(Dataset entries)
Content starts

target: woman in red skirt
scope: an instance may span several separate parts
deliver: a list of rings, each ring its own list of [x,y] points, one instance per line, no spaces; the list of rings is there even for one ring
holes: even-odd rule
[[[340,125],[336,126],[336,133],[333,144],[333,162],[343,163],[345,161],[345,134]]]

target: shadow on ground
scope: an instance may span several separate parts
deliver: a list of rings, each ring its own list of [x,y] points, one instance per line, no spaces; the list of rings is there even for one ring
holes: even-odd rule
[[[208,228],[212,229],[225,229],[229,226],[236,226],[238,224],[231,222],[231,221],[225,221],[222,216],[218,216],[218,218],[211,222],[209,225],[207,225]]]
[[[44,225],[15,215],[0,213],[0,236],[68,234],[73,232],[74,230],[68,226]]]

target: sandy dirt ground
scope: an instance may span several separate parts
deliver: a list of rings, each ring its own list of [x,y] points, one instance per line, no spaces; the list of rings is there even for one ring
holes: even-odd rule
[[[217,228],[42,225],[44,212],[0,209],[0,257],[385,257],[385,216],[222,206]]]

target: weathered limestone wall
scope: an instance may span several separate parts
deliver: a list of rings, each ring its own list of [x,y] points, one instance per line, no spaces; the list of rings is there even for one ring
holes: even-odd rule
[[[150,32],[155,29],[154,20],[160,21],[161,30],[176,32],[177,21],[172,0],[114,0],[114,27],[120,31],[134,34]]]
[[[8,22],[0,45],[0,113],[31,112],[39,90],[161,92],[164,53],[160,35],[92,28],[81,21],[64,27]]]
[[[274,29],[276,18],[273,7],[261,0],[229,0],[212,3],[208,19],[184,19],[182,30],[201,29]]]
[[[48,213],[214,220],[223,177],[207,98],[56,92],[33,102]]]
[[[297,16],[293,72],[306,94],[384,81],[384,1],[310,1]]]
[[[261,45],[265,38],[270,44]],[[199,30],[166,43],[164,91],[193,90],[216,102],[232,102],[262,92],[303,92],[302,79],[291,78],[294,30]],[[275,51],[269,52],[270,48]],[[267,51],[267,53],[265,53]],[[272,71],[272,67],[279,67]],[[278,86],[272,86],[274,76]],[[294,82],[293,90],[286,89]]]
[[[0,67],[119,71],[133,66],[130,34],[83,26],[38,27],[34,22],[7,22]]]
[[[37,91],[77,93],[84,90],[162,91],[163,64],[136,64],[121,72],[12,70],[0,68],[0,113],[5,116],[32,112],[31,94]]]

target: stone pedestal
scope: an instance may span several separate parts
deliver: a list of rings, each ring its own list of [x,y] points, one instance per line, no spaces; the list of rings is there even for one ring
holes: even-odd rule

Content ends

> About this task
Give back each line above precisely as it stands.

> Result
target: woman in red skirt
scope: an instance may span several separate parts
deliver: a list of rings, each ring its own list of [x,y] points, one instance per line, no spaces; the list of rings is there even for one ring
holes: even-odd rule
[[[340,125],[336,126],[336,133],[333,144],[333,162],[343,163],[345,161],[345,134]]]

target: shadow on ground
scope: an instance may span several separate parts
deliver: a list of rings, each ring its own list of [x,y] points, one instance per line, no spaces; the list of rings is there even for one ring
holes: even-odd rule
[[[208,228],[212,229],[225,229],[229,226],[236,226],[238,224],[231,222],[231,221],[225,221],[222,216],[218,216],[218,218],[211,222],[209,225],[207,225]]]
[[[44,225],[15,215],[0,213],[0,236],[68,234],[73,232],[74,230],[68,226]]]

target: sandy dirt ground
scope: an instance may span several separate parts
deliver: a list of rings, each ring its own list of [x,y] points, one instance per line, no spaces; the list of rings is there even for one ring
holes: even-odd rule
[[[217,228],[42,225],[44,212],[0,209],[0,257],[385,257],[385,216],[222,206]]]

target: weathered limestone wall
scope: an instance may span several separate parts
deliver: a list of rings, each ring its own list of [x,y] points, one instance per line, no spaces; the list of rings is there even for one ring
holes: even-odd rule
[[[150,32],[155,29],[154,20],[160,21],[161,30],[176,32],[177,21],[172,0],[114,0],[114,27],[120,31],[134,34]]]
[[[8,22],[0,45],[0,113],[31,112],[39,90],[161,92],[164,53],[160,35],[92,28],[81,21],[64,27]]]
[[[274,29],[276,18],[273,7],[261,0],[229,0],[212,3],[208,19],[184,19],[182,30],[201,29]]]
[[[48,213],[214,220],[223,177],[207,98],[56,92],[33,102]]]
[[[297,16],[293,72],[306,94],[384,81],[384,1],[310,1]]]
[[[261,45],[265,38],[270,44]],[[199,30],[166,43],[164,91],[193,90],[216,102],[232,102],[262,92],[303,92],[302,79],[291,78],[294,30]],[[275,51],[269,52],[270,48]],[[267,51],[267,53],[265,53]],[[272,71],[272,67],[279,67]],[[278,86],[272,86],[274,76]],[[294,82],[293,90],[286,89]]]
[[[0,67],[119,71],[133,66],[130,34],[83,26],[38,27],[34,22],[7,22]]]
[[[37,91],[77,93],[84,90],[162,91],[163,64],[136,64],[121,72],[12,70],[0,68],[0,113],[5,116],[32,112],[31,94]]]

target: stone pedestal
scope: an instance may span several separate parts
deliver: a list of rings, each ring its own list of [x,y] points, one instance per line, no spaces; the list of rings is there even for one ring
holes: even-odd rule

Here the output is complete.